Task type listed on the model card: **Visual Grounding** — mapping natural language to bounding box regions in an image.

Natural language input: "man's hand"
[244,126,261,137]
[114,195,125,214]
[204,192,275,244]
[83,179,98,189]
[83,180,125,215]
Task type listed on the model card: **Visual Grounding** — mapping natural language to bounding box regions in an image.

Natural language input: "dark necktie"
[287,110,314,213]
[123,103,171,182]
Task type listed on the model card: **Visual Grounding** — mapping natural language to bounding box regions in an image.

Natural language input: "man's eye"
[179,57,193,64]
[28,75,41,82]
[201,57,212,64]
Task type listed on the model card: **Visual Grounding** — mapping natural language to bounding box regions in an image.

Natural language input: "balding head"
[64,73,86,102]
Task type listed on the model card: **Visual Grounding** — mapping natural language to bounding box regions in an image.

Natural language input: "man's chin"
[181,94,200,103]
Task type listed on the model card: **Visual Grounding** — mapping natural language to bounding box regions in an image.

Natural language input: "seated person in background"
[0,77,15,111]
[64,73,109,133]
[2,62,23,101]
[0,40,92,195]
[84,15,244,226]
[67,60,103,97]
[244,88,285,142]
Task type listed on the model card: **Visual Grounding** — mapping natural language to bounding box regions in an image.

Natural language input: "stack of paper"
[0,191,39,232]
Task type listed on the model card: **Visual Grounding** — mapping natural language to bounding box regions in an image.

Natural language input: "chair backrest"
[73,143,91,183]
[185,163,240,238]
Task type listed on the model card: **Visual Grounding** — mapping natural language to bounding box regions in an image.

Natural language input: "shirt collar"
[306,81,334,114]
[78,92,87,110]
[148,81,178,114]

■ EXERCISE DIRECTIONS
With every line intact, print the records above again.

■ PROBLEM SOLUTION
Task type listed on the model card: **Visual Grounding** — mapping natural language to bounding box regions in an image.

Natural language input: "man's hand"
[244,126,261,137]
[114,195,125,214]
[204,192,275,244]
[83,179,98,189]
[83,180,125,215]
Task type listed on the model card: **Visual Grounding** — mapping natural language to bounding box regions in an image.

Natural language input: "dark necktie"
[287,110,314,213]
[123,103,171,182]
Task type listed on the model card: **Visual Grounding** — mapping natural language to bounding box regions in an image.

Natural language input: "man's eye"
[179,57,193,64]
[28,75,41,82]
[201,57,212,64]
Task type listed on the model card: **Visual Grounding** — mapping natural language to bounding box regions in an image.

Natural language input: "balding head"
[64,73,86,102]
Task type listed on the model card: **Visual Grounding** — mapping natural language to bounding box regions in an image.

Natural language input: "man's chin"
[181,94,200,103]
Task type listed on the model card: **Visual Grounding** — mapping natural language to bounding box regions in an image.

Natural language input: "seated person in background"
[0,77,15,111]
[64,73,109,133]
[2,62,23,101]
[0,40,92,195]
[84,15,244,226]
[67,60,103,97]
[244,88,285,142]
Task type listed on the model card: **Visual Grounding** — mapping natural language to bounding box regions in an image.

Natural language input: "stack of paper"
[0,191,39,232]
Task type listed on the model card: **Visual Grounding** — mapping natural language to bounding box regions in an image.

Natural language input: "chair backrest"
[73,143,91,183]
[185,163,240,238]
Task type listed on the model card: **Visual Grounding** — mapping natural language to bounding box regions in an image.

Natural language input: "shirt collar"
[306,81,334,114]
[78,92,87,110]
[148,81,178,114]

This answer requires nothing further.